Copy every one of the records below word for word, leaving out the pictures.

Extracted material »
* begin *
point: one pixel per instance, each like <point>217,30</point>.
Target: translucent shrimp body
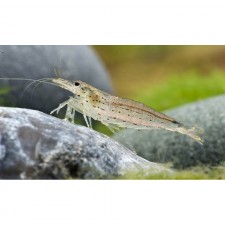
<point>116,112</point>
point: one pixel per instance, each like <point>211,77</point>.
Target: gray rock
<point>36,62</point>
<point>165,146</point>
<point>34,145</point>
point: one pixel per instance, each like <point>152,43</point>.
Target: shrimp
<point>116,112</point>
<point>113,111</point>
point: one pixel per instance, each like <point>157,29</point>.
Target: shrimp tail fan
<point>194,132</point>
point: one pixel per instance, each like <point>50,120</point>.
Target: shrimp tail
<point>194,132</point>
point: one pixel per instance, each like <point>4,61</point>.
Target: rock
<point>36,62</point>
<point>38,146</point>
<point>165,146</point>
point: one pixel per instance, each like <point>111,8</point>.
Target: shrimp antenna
<point>57,72</point>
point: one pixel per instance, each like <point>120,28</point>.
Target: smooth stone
<point>36,62</point>
<point>35,145</point>
<point>164,146</point>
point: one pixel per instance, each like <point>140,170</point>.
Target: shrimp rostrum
<point>116,112</point>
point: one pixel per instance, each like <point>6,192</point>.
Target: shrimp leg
<point>60,107</point>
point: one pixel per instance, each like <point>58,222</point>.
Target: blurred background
<point>165,76</point>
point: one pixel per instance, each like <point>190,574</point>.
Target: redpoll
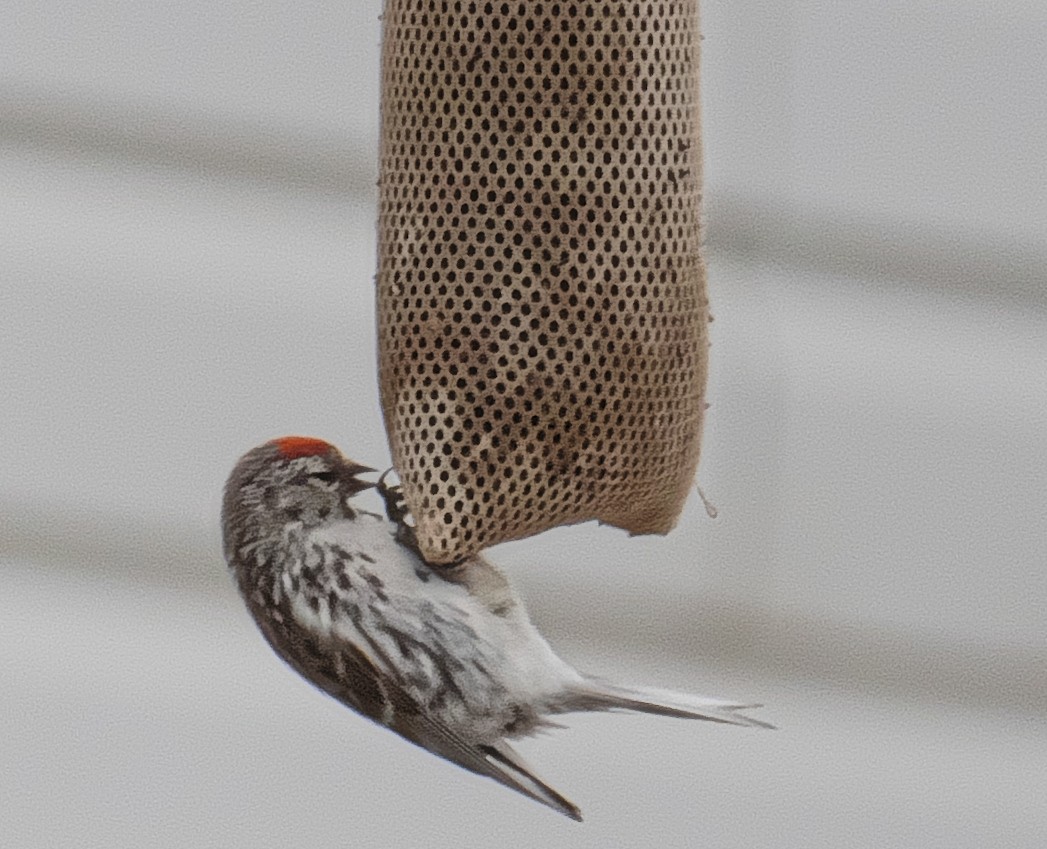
<point>446,656</point>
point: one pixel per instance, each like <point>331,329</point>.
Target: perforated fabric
<point>541,300</point>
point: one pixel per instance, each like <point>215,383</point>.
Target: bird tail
<point>596,695</point>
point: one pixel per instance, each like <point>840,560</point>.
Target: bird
<point>444,655</point>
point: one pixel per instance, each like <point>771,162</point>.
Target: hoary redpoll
<point>446,656</point>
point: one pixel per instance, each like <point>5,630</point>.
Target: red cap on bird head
<point>291,447</point>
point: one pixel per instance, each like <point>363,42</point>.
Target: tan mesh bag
<point>541,300</point>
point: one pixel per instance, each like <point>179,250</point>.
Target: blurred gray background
<point>186,250</point>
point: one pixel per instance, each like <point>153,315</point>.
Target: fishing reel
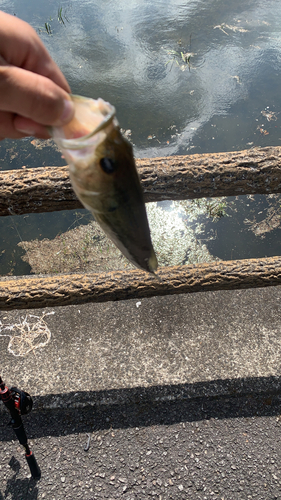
<point>22,401</point>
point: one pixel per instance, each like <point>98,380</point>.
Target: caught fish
<point>105,179</point>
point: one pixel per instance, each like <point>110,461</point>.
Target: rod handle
<point>33,465</point>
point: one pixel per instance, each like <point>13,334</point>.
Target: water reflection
<point>121,51</point>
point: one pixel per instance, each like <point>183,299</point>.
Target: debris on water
<point>269,115</point>
<point>222,27</point>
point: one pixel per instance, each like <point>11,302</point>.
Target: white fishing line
<point>30,333</point>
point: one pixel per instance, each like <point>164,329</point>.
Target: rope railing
<point>255,171</point>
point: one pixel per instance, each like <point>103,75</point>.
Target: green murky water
<point>185,77</point>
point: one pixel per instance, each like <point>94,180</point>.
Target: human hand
<point>33,91</point>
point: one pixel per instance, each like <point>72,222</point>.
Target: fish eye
<point>108,165</point>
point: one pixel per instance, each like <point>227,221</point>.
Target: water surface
<point>185,77</point>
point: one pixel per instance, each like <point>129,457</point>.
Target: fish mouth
<point>104,177</point>
<point>82,141</point>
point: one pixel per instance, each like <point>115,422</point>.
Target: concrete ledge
<point>173,348</point>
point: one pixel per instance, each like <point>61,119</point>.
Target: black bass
<point>105,179</point>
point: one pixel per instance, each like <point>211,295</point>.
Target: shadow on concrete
<point>19,488</point>
<point>56,415</point>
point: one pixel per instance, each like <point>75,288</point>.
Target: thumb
<point>34,96</point>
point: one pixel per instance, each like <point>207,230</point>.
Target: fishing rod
<point>20,403</point>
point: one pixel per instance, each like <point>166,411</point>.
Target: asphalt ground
<point>177,397</point>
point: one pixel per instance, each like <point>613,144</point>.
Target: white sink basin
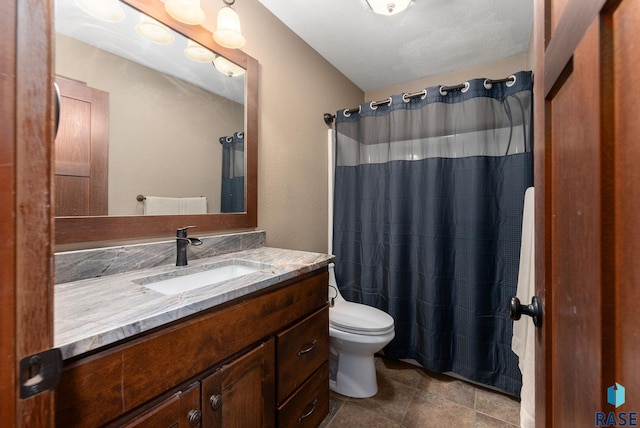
<point>179,282</point>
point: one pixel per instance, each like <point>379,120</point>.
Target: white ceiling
<point>430,37</point>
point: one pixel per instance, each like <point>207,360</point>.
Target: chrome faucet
<point>181,244</point>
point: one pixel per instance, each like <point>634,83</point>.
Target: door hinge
<point>40,372</point>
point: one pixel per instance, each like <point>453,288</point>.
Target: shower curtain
<point>428,204</point>
<point>232,196</point>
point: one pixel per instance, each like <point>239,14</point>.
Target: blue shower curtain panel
<point>435,241</point>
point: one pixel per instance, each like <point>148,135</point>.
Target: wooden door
<point>587,178</point>
<point>82,150</point>
<point>242,393</point>
<point>26,247</point>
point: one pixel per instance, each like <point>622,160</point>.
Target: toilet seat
<point>360,319</point>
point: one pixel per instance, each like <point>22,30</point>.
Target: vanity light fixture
<point>228,32</point>
<point>388,7</point>
<point>186,11</point>
<point>197,52</point>
<point>153,30</point>
<point>106,10</point>
<point>227,67</point>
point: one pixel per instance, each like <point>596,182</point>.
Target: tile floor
<point>409,396</point>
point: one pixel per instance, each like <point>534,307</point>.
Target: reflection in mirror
<point>163,119</point>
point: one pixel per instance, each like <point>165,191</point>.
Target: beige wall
<point>296,87</point>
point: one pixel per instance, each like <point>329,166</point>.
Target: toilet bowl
<point>356,333</point>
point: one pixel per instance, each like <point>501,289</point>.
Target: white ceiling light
<point>228,32</point>
<point>197,52</point>
<point>227,67</point>
<point>153,30</point>
<point>107,10</point>
<point>185,11</point>
<point>388,7</point>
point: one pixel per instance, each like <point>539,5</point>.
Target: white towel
<point>193,205</point>
<point>523,340</point>
<point>157,205</point>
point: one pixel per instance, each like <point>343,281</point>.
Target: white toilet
<point>356,332</point>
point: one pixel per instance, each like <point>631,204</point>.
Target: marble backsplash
<point>93,263</point>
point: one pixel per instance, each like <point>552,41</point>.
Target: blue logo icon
<point>615,395</point>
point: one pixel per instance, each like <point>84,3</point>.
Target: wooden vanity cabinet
<point>238,394</point>
<point>241,365</point>
<point>178,411</point>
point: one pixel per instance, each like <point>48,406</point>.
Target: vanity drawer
<point>310,404</point>
<point>301,349</point>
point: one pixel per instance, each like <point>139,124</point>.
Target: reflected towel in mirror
<point>157,205</point>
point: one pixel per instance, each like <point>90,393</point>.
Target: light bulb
<point>228,32</point>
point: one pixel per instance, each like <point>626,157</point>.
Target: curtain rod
<point>328,117</point>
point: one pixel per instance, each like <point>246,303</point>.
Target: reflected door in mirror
<point>81,150</point>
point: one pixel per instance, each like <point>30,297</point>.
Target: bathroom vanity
<point>249,352</point>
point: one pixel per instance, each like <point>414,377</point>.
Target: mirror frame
<point>71,230</point>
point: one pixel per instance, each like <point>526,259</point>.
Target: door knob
<point>534,310</point>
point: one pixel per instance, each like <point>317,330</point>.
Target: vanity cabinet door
<point>181,410</point>
<point>241,394</point>
<point>302,348</point>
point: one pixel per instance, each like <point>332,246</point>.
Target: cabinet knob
<point>308,349</point>
<point>215,401</point>
<point>194,417</point>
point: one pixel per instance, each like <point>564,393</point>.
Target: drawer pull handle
<point>215,401</point>
<point>194,417</point>
<point>306,415</point>
<point>309,349</point>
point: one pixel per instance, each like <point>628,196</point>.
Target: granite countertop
<point>95,312</point>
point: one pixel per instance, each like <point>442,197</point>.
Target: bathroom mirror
<point>228,102</point>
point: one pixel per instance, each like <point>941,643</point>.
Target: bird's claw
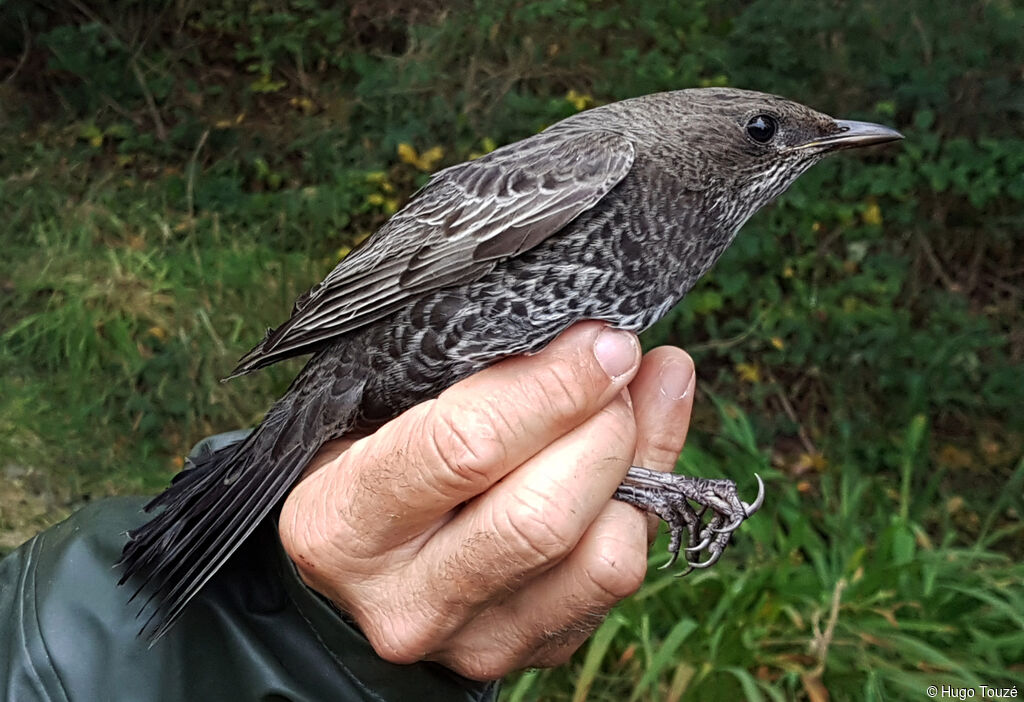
<point>669,496</point>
* end *
Exercise result »
point: one pixel per instance, each like <point>217,30</point>.
Target: translucent shrimp body
<point>116,112</point>
point: one pixel per instance, each like <point>211,77</point>.
Target: gray rock
<point>36,62</point>
<point>165,146</point>
<point>34,145</point>
point: one pixel per instance, each like <point>152,43</point>.
Target: shrimp
<point>116,112</point>
<point>113,111</point>
point: one pixel per instance, each like <point>157,29</point>.
Target: shrimp tail fan
<point>194,132</point>
point: one pixel per instance, each like <point>50,120</point>.
Target: shrimp tail
<point>194,132</point>
point: one pixel per instance, each like <point>4,61</point>.
Target: rock
<point>36,62</point>
<point>38,146</point>
<point>165,146</point>
point: one pixel per instance, each like <point>111,8</point>.
Target: shrimp antenna
<point>57,72</point>
point: one pixel per instance, each like <point>120,28</point>.
Target: smooth stone
<point>36,62</point>
<point>35,145</point>
<point>164,146</point>
point: one pixel per instance, each like <point>140,170</point>.
Target: shrimp rostrum
<point>116,112</point>
point: one pixel per instance, each like <point>6,192</point>.
Target: shrimp leg
<point>60,107</point>
point: one pixel per instance, each like <point>58,222</point>.
Target: blurred background
<point>165,76</point>
point: one pixel per instance, each like <point>190,574</point>.
Target: redpoll
<point>446,656</point>
point: one pixel per instance, each like <point>331,329</point>.
Target: perforated fabric
<point>541,300</point>
point: one pixel per instance, each like <point>215,383</point>.
Target: bird tail
<point>596,695</point>
point: one pixel per instance, each like <point>840,560</point>.
Target: bird
<point>444,655</point>
point: one pixel per instance, each like <point>771,162</point>.
Target: hoary redpoll
<point>446,656</point>
point: one pixel per instance, each like <point>5,630</point>.
Target: red cap on bird head
<point>291,447</point>
point: one pixel per instance, each like <point>363,42</point>.
Target: tan mesh bag
<point>541,300</point>
point: one pixel per instance, each like <point>179,250</point>.
Target: blurred gray background
<point>186,250</point>
point: one pixel per instance, each like <point>153,315</point>.
Target: fishing reel
<point>22,401</point>
point: one pixel per instance, each like <point>98,380</point>.
Target: caught fish
<point>105,179</point>
point: one pixel per instance, each like <point>110,461</point>.
Target: rod handle
<point>33,465</point>
point: one pixel per instance, each like <point>13,334</point>.
Target: water reflection
<point>121,51</point>
point: one pixel per instance, each like <point>183,299</point>.
Target: debris on water
<point>269,115</point>
<point>222,27</point>
point: one pixel per instance, each like <point>11,302</point>.
Target: white fishing line
<point>30,333</point>
point: one pixel per instance, each like <point>164,329</point>.
Target: rope railing
<point>255,171</point>
point: one pixel per instance, each like <point>103,75</point>.
Target: green murky water
<point>185,77</point>
point: one pixel per instance, each like <point>94,180</point>.
Target: human hand
<point>33,91</point>
point: one pixel per instance, each like <point>72,222</point>.
Target: fish eye
<point>108,165</point>
point: one pixel per instance, each like <point>227,221</point>.
Target: water surface
<point>185,77</point>
point: one pixel per instance, each like <point>129,457</point>.
Target: fish mouth
<point>104,177</point>
<point>82,141</point>
point: one pixel per instance, each like <point>115,422</point>.
Target: concrete ledge
<point>173,348</point>
point: one pixel per instance, each like <point>61,119</point>.
Target: black bass
<point>105,179</point>
point: one pixel per instance, each like <point>211,295</point>.
Target: shadow on concrete
<point>19,488</point>
<point>56,415</point>
point: one pixel per instance, each like <point>75,288</point>.
Target: thumb
<point>34,96</point>
point: one pixel per instance, each like <point>207,230</point>.
Target: fishing rod
<point>20,403</point>
point: one pixel per instance, each like <point>166,411</point>.
Target: asphalt ground
<point>177,397</point>
point: one pixel per instance, each like <point>613,144</point>.
Target: white sink basin
<point>179,282</point>
point: one pixel per instance, each like <point>379,120</point>.
Target: white ceiling
<point>430,37</point>
point: one pixel per instance, each like <point>207,360</point>.
Target: chrome faucet
<point>181,244</point>
point: one pixel per instance, each like <point>634,83</point>.
Target: door hinge
<point>40,372</point>
point: one pixel per instance, each like <point>453,288</point>.
Target: shower curtain
<point>428,204</point>
<point>232,196</point>
point: one pixel per instance, each like <point>239,14</point>.
Target: blue shower curtain panel
<point>435,241</point>
point: one pixel per instance, each like <point>148,135</point>.
Target: wooden door
<point>587,178</point>
<point>82,150</point>
<point>242,393</point>
<point>26,247</point>
point: one pixel per instance, each like <point>622,160</point>.
Target: toilet seat
<point>360,319</point>
point: one pixel per instance, each like <point>22,30</point>.
Target: vanity light fixture
<point>228,32</point>
<point>388,7</point>
<point>186,11</point>
<point>197,52</point>
<point>153,30</point>
<point>106,10</point>
<point>227,67</point>
point: one pixel per instance, each like <point>596,182</point>.
Target: tile floor
<point>409,396</point>
point: one pixel per instance, each like <point>534,307</point>.
Target: reflection in mirror
<point>163,119</point>
point: one pixel per instance, each like <point>165,191</point>.
Target: beige wall
<point>296,87</point>
point: one pixel per instance, each like <point>329,166</point>.
Target: toilet bowl
<point>356,333</point>
point: one pixel per instance, each like <point>501,289</point>.
Target: white ceiling light
<point>228,32</point>
<point>197,52</point>
<point>227,67</point>
<point>153,30</point>
<point>107,10</point>
<point>185,11</point>
<point>388,7</point>
point: one pixel per instance, each like <point>539,5</point>.
Target: white towel
<point>193,205</point>
<point>523,340</point>
<point>157,205</point>
point: one pixel per instance, each like <point>343,281</point>.
Target: white toilet
<point>356,332</point>
point: one pixel per instance, each like <point>631,204</point>.
Target: marble backsplash
<point>93,263</point>
point: one pixel per instance, each like <point>552,41</point>.
Target: blue logo icon
<point>615,395</point>
point: one pixel per instance, each like <point>84,3</point>.
Target: wooden vanity cabinet
<point>238,394</point>
<point>241,365</point>
<point>178,411</point>
point: one pixel per instance, each like <point>48,406</point>.
Target: vanity drawer
<point>310,404</point>
<point>301,349</point>
point: one pixel per instance, each like <point>139,124</point>.
Target: reflected towel in mirror
<point>157,205</point>
point: one pixel per instance, each like <point>90,393</point>.
Target: light bulb
<point>228,32</point>
point: one pixel per instance, each like <point>626,157</point>.
Target: curtain rod
<point>328,117</point>
point: one pixel per instance, each like <point>246,303</point>.
Target: reflected door in mirror
<point>81,150</point>
point: one pixel per instance, each like <point>30,297</point>.
Target: bathroom vanity
<point>249,352</point>
point: one pixel per instance, each like <point>414,377</point>.
Target: mirror frame
<point>71,230</point>
point: one pixel per instance, each like <point>526,259</point>.
Target: door knob
<point>534,310</point>
point: one pixel per instance, each like <point>317,330</point>.
Target: vanity cabinet door
<point>181,410</point>
<point>241,394</point>
<point>302,348</point>
point: one pixel per instance, each like <point>332,246</point>.
Target: cabinet knob
<point>308,349</point>
<point>215,401</point>
<point>194,417</point>
point: one pixel per instance, each like <point>564,393</point>.
Target: drawer pull handle
<point>215,401</point>
<point>194,417</point>
<point>306,415</point>
<point>309,349</point>
point: one pixel per instance, each like <point>628,196</point>.
Target: granite countertop
<point>95,312</point>
point: one pixel per instance, each like <point>442,197</point>.
Target: bathroom mirror
<point>228,102</point>
point: one pixel per instance, each like <point>941,643</point>.
Target: bird's claw
<point>669,496</point>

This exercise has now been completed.